## Start SUPPLIED ENTRIES

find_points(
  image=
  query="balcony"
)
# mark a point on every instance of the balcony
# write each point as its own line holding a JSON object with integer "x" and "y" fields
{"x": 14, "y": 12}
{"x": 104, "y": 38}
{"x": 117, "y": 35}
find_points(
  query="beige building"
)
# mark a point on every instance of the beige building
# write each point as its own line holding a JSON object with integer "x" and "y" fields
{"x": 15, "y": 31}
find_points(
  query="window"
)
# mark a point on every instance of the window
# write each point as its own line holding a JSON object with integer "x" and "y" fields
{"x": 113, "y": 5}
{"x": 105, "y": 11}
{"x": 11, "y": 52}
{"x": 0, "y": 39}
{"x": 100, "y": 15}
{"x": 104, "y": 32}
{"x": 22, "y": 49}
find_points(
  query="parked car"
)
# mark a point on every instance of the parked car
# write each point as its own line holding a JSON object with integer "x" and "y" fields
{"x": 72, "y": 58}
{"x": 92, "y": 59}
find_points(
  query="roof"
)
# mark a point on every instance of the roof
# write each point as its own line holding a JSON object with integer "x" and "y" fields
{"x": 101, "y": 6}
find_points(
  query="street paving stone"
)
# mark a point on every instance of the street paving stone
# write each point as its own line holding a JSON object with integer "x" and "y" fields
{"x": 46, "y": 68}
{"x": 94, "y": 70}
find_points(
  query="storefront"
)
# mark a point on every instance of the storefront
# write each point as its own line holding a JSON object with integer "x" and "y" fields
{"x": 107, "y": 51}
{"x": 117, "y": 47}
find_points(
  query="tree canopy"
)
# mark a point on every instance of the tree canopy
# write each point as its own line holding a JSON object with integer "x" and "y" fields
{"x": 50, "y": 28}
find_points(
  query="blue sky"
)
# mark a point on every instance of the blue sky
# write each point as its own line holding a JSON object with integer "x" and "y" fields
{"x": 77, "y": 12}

## End SUPPLIED ENTRIES

All of the material above needs to be copied exactly.

find_points(
  image=
  query="balcony"
)
# mark a point on every instance of the balcony
# write each point as its own line holding a JSON object with integer "x" and "y" fields
{"x": 14, "y": 12}
{"x": 104, "y": 38}
{"x": 117, "y": 35}
find_points(
  query="beige building"
)
# mark a point on every instance of the beige building
# write each point as its own line holding a JSON object with integer "x" and "y" fields
{"x": 15, "y": 31}
find_points(
  query="window"
)
# mark a point on every instance of the window
# write each point as its own line holding a JSON object with integer "x" and "y" fields
{"x": 113, "y": 5}
{"x": 105, "y": 11}
{"x": 11, "y": 52}
{"x": 0, "y": 39}
{"x": 100, "y": 15}
{"x": 104, "y": 32}
{"x": 22, "y": 49}
find_points(
  query="parked car"
)
# mark a point on every instance of the parked car
# write each point as its own line holding a JSON object with integer "x" and "y" fields
{"x": 72, "y": 58}
{"x": 92, "y": 59}
find_points(
  query="roof"
)
# mark a point on every instance of the roof
# write each point as its own line holding a JSON object with integer "x" and "y" fields
{"x": 101, "y": 6}
find_points(
  query="street paving stone"
)
# mark a point on every instance of the street paving stone
# write each point as its own line holding a JSON object with integer "x" and "y" fields
{"x": 46, "y": 68}
{"x": 94, "y": 70}
find_points(
  query="storefront"
)
# mark a point on every instance of the storefront
# write each point as its own line holding a JSON object with integer "x" and "y" fields
{"x": 107, "y": 51}
{"x": 117, "y": 47}
find_points(
  query="tree canopy"
)
# mark a point on every instance of the tree canopy
# write each point as its own line holding a JSON object with integer "x" and "y" fields
{"x": 50, "y": 28}
find_points(
  query="blue sky"
)
# mark a point on every instance of the blue sky
# write each point as its own line holding a JSON object with integer "x" and "y" fields
{"x": 77, "y": 12}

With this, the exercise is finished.